▶ [SHORT PROBLEM]: Please render all the records below as a numbered list, leaving out any blank lines.

----

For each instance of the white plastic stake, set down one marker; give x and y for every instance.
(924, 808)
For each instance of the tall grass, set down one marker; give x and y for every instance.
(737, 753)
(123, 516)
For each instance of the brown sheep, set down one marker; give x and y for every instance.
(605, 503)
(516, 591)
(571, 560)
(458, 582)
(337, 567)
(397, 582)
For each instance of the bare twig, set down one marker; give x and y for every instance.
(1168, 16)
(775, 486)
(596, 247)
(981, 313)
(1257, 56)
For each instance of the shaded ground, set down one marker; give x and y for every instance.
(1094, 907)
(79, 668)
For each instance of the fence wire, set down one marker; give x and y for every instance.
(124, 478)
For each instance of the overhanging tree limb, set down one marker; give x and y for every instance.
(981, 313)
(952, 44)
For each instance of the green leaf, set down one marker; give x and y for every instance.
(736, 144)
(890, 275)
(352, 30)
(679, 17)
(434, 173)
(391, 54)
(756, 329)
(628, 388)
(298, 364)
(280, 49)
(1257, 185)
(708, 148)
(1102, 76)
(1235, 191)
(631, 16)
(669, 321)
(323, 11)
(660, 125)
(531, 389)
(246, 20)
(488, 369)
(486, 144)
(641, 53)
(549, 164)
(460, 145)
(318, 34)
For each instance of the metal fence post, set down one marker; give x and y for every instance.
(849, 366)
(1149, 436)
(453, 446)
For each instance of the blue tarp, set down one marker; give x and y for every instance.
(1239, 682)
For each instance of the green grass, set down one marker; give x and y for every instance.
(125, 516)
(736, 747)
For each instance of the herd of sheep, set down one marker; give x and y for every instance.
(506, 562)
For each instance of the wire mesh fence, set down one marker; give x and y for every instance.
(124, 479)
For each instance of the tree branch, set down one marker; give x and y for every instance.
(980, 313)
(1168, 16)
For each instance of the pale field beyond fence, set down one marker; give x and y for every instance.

----

▶ [TASK SOLUTION]:
1. For each instance of the white plastic stake, set down one marker; give x and y for every instance.
2. (924, 808)
3. For each instance of the tall grass, set down one marker; give x and y for every instance.
4. (737, 753)
5. (123, 516)
6. For each instance of the brown sheep, set down one marker; give x and y for every instance.
7. (605, 503)
8. (516, 591)
9. (571, 560)
10. (458, 582)
11. (337, 567)
12. (397, 582)
13. For each instance of the bare twig, set down one marker; give x and y for every instance.
14. (1168, 16)
15. (775, 486)
16. (596, 247)
17. (981, 313)
18. (1257, 56)
19. For each instance of the shaded ground, set down one marker; give x and y for every instance.
20. (1094, 907)
21. (79, 668)
22. For each instance of the fence wire, set down one marker; give x and y for every instance.
23. (124, 478)
24. For each instance of the overhanging tree limb, set down one marker; give x and y for every instance.
25. (981, 313)
26. (952, 44)
27. For each instance of the green leaf, set down one marker; give x and y for every instance.
28. (736, 144)
29. (890, 275)
30. (352, 30)
31. (679, 17)
32. (434, 173)
33. (391, 54)
34. (756, 329)
35. (628, 388)
36. (298, 364)
37. (280, 49)
38. (1257, 185)
39. (708, 148)
40. (1102, 76)
41. (1235, 191)
42. (631, 16)
43. (669, 321)
44. (323, 11)
45. (660, 125)
46. (531, 389)
47. (246, 20)
48. (488, 369)
49. (486, 144)
50. (641, 53)
51. (549, 164)
52. (460, 145)
53. (318, 34)
54. For each instance of the metal fence post, set down one marker; give x and y for every instance.
55. (849, 366)
56. (1149, 436)
57. (453, 446)
58. For each instance of the blue tarp, set down one marker; give x and y for every instance.
59. (1239, 682)
60. For each instance of the green grass, set down one marker; give x and y for every instance.
61. (125, 516)
62. (736, 747)
63. For each instance of the herd of sheep, set down one marker; give x and y for every instance.
64. (506, 562)
65. For each instance of the wire mesh fence, set down one marker; give x and y for every instance.
66. (124, 479)
67. For each instance of the tree branch, set down one marker; give x and y for every instance.
68. (980, 313)
69. (1168, 16)
70. For each instance of the pale field beyond fence, set down one marker; give x and y for every instance.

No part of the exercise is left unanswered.